▶ **RECORDED INFORMATION**
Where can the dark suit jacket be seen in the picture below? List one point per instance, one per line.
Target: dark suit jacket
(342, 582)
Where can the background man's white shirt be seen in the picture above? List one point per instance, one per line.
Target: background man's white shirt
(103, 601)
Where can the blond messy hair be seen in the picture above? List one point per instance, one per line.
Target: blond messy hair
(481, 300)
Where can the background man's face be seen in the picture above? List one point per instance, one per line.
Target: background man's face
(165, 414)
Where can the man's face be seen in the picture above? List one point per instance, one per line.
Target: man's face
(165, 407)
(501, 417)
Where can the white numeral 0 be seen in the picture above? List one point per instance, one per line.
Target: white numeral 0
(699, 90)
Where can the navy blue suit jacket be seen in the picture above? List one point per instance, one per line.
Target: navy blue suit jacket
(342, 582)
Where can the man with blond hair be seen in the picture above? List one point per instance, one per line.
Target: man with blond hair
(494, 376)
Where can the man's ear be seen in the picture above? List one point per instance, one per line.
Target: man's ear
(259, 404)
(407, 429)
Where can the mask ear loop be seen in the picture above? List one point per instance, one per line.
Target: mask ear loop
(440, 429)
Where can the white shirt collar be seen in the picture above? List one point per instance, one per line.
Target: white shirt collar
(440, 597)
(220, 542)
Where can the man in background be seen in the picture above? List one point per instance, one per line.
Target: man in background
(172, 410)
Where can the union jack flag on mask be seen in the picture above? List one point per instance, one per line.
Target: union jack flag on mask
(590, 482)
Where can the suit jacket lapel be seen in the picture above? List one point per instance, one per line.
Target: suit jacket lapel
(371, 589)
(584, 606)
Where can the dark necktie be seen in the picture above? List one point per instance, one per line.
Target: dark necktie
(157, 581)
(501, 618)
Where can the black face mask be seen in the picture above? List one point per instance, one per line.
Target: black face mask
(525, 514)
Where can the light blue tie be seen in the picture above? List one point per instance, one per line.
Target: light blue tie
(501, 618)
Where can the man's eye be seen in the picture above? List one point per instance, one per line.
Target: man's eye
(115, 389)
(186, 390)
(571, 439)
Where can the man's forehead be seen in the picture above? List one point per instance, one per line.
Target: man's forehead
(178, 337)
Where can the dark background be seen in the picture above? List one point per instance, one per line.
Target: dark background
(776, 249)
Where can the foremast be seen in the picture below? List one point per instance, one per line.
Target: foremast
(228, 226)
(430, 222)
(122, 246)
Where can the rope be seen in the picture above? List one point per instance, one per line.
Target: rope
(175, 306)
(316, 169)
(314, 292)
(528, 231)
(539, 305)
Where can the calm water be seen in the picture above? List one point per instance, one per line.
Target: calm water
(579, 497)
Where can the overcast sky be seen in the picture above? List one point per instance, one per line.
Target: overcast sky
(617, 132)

▶ **WORK TO BE COMPLETED**
Copy out the listing above word for word, every line in its original order.

▶ **SOLUTION**
Where can the dark suit jacket be seen in the picture below? List one point per instance, one per line.
Target: dark suit jacket
(342, 582)
Where can the background man's white shirt be seen in the picture above? List one point per instance, one per line.
Target: background man's white shirt
(103, 601)
Where can the blond messy hair be seen in the picture above? List one point per instance, one per line.
Target: blond messy hair
(481, 300)
Where can the background man's face be seen in the picture above? List one point per instance, one per line.
Target: background man's face
(165, 414)
Where can the man's face be seen in the picture above? List one point per instance, one per line.
Target: man's face
(165, 407)
(501, 417)
Where can the white numeral 0 be seen in the picture above? List one point per instance, one per line.
Target: white numeral 0
(699, 90)
Where can the navy blue suit jacket be seen in the picture above? List one point per instance, one per line.
Target: navy blue suit jacket
(342, 582)
Where can the man with blond hair be seen in the picture above? List one point per instance, one per line.
Target: man with blond hair
(494, 376)
Where can the man's ear be seen in the picture above? List one point per instance, one per line.
Target: man's ear
(259, 404)
(407, 429)
Where can the mask ear loop be seen in the picture above? List one point per instance, one per line.
Target: mask ear loop
(440, 429)
Where can the white shirt collar be seen in the picture above? List one point per instance, one per line.
Target: white shirt collar
(440, 597)
(220, 542)
Where can the man in background be seen in the picture above? List one point per instance, one per line.
Target: man in background
(172, 410)
Where can the union jack flag on mask be seen in the picture above? List one point per instance, one per line.
Target: union jack flag on mask
(590, 482)
Where can the suit jacket lapel be seen in the picture above? List one point per instance, one per line.
Target: suit jacket lapel
(371, 589)
(584, 606)
Where can the dark necktie be seen in the picture above? List one point per instance, one per line.
Target: dark necktie
(157, 581)
(501, 618)
Where can the black face mask be seen in the picture above? List one point per instance, one per line.
Target: black face mask
(525, 514)
Where can the light blue tie be seen in the picture above? List one point per instance, one per line.
Target: light blue tie
(501, 618)
Where can the man's eye be seen in the picture above? List one point per instance, one per line.
Target: man's eye
(115, 389)
(186, 390)
(571, 439)
Where can the man's forehead be seen in the picture above? List one point per instance, one per line.
Target: man's forehead
(178, 337)
Where can the dark background be seen in the picture above? List one point per instance, one per line.
Target: dark background
(776, 249)
Where can the foremast be seen in the picture below? List one point per instance, one per line.
Target: foremast
(228, 226)
(430, 222)
(122, 246)
Where can the rope be seen in the picture above? List one point per instance, one per line.
Target: rope
(175, 306)
(316, 169)
(314, 292)
(528, 231)
(539, 305)
Where can the calm water be seen in the picture above? List one point per instance, one per line.
Target: calm water
(579, 497)
Where can the overcast sky be seen in the picture above? List one point per instance, one per line.
Target: overcast sky
(617, 132)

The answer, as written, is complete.